— Start Input records —

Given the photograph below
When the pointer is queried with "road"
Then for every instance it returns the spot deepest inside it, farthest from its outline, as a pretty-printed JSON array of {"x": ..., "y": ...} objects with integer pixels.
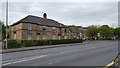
[{"x": 92, "y": 54}]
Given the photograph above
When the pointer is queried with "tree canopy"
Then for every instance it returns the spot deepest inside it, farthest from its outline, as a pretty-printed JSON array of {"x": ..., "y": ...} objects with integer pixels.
[{"x": 91, "y": 31}]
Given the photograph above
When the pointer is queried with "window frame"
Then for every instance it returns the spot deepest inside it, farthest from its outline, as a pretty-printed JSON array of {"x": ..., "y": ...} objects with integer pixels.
[{"x": 29, "y": 26}]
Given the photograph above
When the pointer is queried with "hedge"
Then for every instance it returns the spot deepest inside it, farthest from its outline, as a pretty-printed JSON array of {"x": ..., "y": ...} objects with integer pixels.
[{"x": 30, "y": 43}]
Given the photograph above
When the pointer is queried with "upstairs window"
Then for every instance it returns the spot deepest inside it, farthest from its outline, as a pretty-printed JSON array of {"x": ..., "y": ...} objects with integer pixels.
[
  {"x": 29, "y": 26},
  {"x": 44, "y": 28},
  {"x": 53, "y": 29},
  {"x": 44, "y": 37}
]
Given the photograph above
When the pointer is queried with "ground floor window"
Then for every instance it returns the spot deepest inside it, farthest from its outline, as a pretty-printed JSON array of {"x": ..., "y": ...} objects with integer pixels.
[{"x": 29, "y": 36}]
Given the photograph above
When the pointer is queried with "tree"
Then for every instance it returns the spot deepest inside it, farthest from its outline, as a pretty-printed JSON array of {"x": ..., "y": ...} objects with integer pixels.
[
  {"x": 2, "y": 30},
  {"x": 91, "y": 31},
  {"x": 106, "y": 32},
  {"x": 74, "y": 27}
]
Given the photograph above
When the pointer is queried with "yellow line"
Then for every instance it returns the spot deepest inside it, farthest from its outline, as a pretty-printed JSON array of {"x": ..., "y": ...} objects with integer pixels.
[{"x": 110, "y": 64}]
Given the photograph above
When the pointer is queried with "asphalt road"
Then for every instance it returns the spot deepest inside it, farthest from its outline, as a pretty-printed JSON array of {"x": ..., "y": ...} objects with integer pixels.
[{"x": 93, "y": 54}]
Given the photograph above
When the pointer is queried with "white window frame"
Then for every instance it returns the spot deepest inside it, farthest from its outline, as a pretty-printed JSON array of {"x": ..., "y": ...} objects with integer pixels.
[
  {"x": 53, "y": 29},
  {"x": 38, "y": 37},
  {"x": 44, "y": 37},
  {"x": 29, "y": 26},
  {"x": 15, "y": 36},
  {"x": 29, "y": 37},
  {"x": 65, "y": 37},
  {"x": 54, "y": 36}
]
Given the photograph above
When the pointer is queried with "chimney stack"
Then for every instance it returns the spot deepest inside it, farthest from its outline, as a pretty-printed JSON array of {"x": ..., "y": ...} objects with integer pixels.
[{"x": 45, "y": 16}]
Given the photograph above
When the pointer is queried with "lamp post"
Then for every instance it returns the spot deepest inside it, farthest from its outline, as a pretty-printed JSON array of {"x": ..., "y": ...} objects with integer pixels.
[
  {"x": 6, "y": 24},
  {"x": 98, "y": 35}
]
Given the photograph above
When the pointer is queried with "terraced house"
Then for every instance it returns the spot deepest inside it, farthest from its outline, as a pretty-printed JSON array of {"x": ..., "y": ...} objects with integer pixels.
[{"x": 33, "y": 27}]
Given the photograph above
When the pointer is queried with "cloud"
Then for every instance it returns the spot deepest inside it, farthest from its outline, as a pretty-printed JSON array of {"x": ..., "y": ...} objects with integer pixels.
[{"x": 68, "y": 13}]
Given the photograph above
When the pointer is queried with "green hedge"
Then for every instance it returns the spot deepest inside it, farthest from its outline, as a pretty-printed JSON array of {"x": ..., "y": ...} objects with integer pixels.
[{"x": 30, "y": 43}]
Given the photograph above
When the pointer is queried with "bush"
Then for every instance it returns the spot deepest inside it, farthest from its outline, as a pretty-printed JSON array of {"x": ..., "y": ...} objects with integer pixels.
[{"x": 30, "y": 43}]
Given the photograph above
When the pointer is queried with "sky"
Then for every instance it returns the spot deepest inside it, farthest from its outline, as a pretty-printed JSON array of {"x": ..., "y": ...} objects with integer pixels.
[{"x": 68, "y": 13}]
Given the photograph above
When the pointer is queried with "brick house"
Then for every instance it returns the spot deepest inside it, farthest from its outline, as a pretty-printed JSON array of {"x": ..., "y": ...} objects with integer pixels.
[{"x": 33, "y": 27}]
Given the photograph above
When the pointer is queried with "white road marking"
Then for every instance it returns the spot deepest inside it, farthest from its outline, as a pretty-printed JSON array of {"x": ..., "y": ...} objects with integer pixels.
[
  {"x": 23, "y": 59},
  {"x": 53, "y": 62}
]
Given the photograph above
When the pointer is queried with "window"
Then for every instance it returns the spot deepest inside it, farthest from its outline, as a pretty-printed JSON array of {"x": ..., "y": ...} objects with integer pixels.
[
  {"x": 53, "y": 29},
  {"x": 14, "y": 35},
  {"x": 65, "y": 37},
  {"x": 65, "y": 30},
  {"x": 54, "y": 36},
  {"x": 38, "y": 36},
  {"x": 29, "y": 26},
  {"x": 44, "y": 28},
  {"x": 44, "y": 36},
  {"x": 29, "y": 36}
]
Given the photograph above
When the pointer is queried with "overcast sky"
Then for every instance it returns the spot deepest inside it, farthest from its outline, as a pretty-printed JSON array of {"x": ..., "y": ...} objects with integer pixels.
[{"x": 68, "y": 13}]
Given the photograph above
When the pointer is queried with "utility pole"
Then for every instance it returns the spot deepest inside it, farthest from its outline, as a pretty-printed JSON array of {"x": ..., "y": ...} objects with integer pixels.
[{"x": 6, "y": 24}]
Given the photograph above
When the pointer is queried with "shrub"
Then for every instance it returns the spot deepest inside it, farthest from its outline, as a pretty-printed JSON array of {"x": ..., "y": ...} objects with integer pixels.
[{"x": 30, "y": 43}]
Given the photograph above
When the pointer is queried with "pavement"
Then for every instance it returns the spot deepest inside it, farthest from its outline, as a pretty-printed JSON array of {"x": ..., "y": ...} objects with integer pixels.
[
  {"x": 40, "y": 47},
  {"x": 89, "y": 54}
]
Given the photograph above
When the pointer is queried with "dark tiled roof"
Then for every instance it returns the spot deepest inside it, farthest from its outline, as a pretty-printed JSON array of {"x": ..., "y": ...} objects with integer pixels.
[
  {"x": 74, "y": 31},
  {"x": 40, "y": 21}
]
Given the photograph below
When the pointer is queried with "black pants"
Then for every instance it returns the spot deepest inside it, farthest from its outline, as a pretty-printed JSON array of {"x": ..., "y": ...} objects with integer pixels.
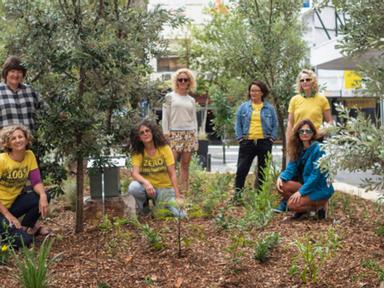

— End Input records —

▶ **Problem requirements**
Report the number of lines in the items above that contain the string "hedge", giving only that number.

▶ **Task result**
2